◆ PROBLEM DETAILS ◆
Reproduce the lines below, substituting "clear sky" for each occurrence of "blue sky" and changing nothing else. Omit the pictures from your reply.

◆ RECORDS FOR PROCESSING ◆
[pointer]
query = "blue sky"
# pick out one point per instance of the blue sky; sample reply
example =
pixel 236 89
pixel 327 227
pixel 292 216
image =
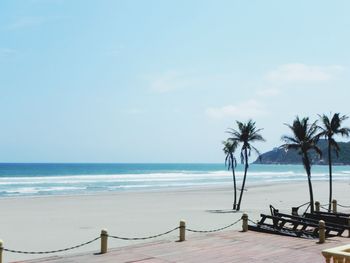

◆ ANSWER BELOW ◆
[pointer]
query = "clear sky"
# pick out one point per instance of the clear sky; sample reply
example =
pixel 236 89
pixel 327 227
pixel 292 216
image =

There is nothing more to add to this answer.